### Attività da svolgere
a: Secondo l'estratto sul contenzioso tributario, quanti metri cubi di sabbia e ghiaia risultano non autorizzati in base ai rilievi dell'A.R.P.A.?
b: Scrivi il seguito dell'estratto sul contenzioso tributario, partendo dopo la sua ultima frase.

### Estratto selezionato
┄┄┄┄┄┄
1.4 Nella specie, il giudice di merito ha accolto l’appello della contribuente “limitatamente alla cessione “in nero” di tutto il materiale inerte cavato abusivamente (ghiaia e sabbia per mc 154.500, dal 2005 al 2010, pari a C 25750 per ciascun anno)”, sul presupposto che tale cessione non fosse stata dimostrata “per mancata prova dell’acquisizione del necessario cemento approssimativamente in percentuale volumetrica del 10%”. In tal modo, però, non si è minimamente tenuto conto delle risultanze emergenti dai rilievi geologici eseguiti dall’A.R.P.A. e riprodotti in ricorso (in ossequio al canone dell’autosufficienza), che l’amministrazione finanziaria ha riportato nell’avviso di accertamento con riguardo all’utilizzo del materiale inerte per la produzione di calcestruzzo non contabilizzato (in base a tale rilievo, “e’ stato scavato un volume di sabbia e ghiaia pari a circa 154.500 metri cubi, di cui almeno 61.900 metri cubi risultano non autorizzati”).

Ne deriva che la sentenza impugnata è incorsa in una falsa applicazione dell’art. 2729 c.c., rifiutandosi di sussumere sotto tale norma fatti che avrebbero avuto le caratteristiche per esservi sussunti. In particolare, essa ha omesso di desumere in via inferenziale da un fatto noto (l’eccesso di materiale inerte non autorizzato che non risultava né dalla contabilità né dal magazzino) un fatto ignoto (l’utilizzo del medesimo materiale per la produzione di calcestruzzo non contabilizzato e la percezione di ricavi “in nero”), nonostante la coerenza, la concordanza e la connessione tra le premesse e la conclusione del ragionamento presuntivo, gravando sulla contribuente l’onere della prova contraria.
┄┄┄┄┄┄
### Dati forniti
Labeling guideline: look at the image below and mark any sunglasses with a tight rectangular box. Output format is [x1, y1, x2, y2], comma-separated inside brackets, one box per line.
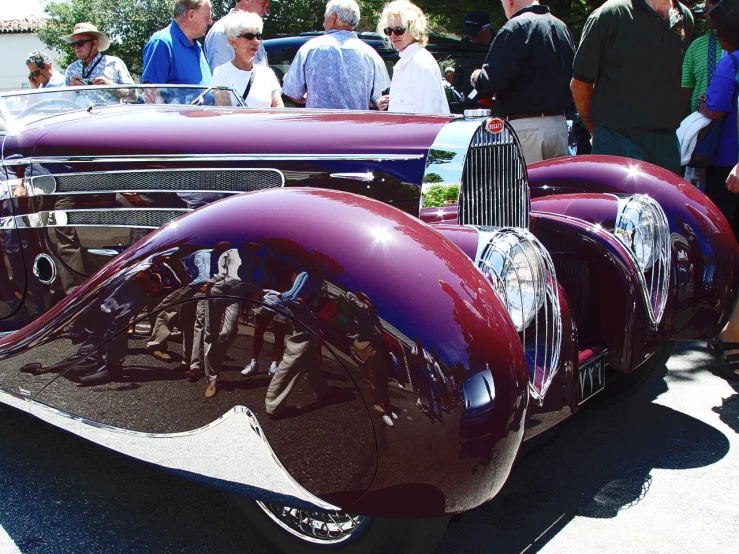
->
[382, 27, 406, 37]
[69, 38, 95, 48]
┄┄┄┄┄┄
### Elenco risposte
a: Almeno 61.900 metri cubi.

b:
3. Alla stregua delle precedenti argomentazioni, dunque, si deve accogliere il primo motivo di ricorso, dichiarare l’assorbimento del secondo motivo di ricorso e cassare la sentenza impugnata in relazione al motivo accolto con rinvio alla Commissione Tributaria Regionale della Lombardia, in diversa composizione, anche per le spese del giudizio di legittimità.

P.Q.M.

La Corte accoglie il primo motivo di ricorso, dichiara l’assorbimento del secondo motivo di ricorso, cassa la sentenza impugnata in relazione al motivo accolto e rinvia alla Commissione Tributaria Regionale della Lombardia, in diversa composizione, anche per le spese del giudizio di legittimità.

Così deciso in Roma, nell’adunanza camerale effettuata da remoto, il 20 ottobre 2021.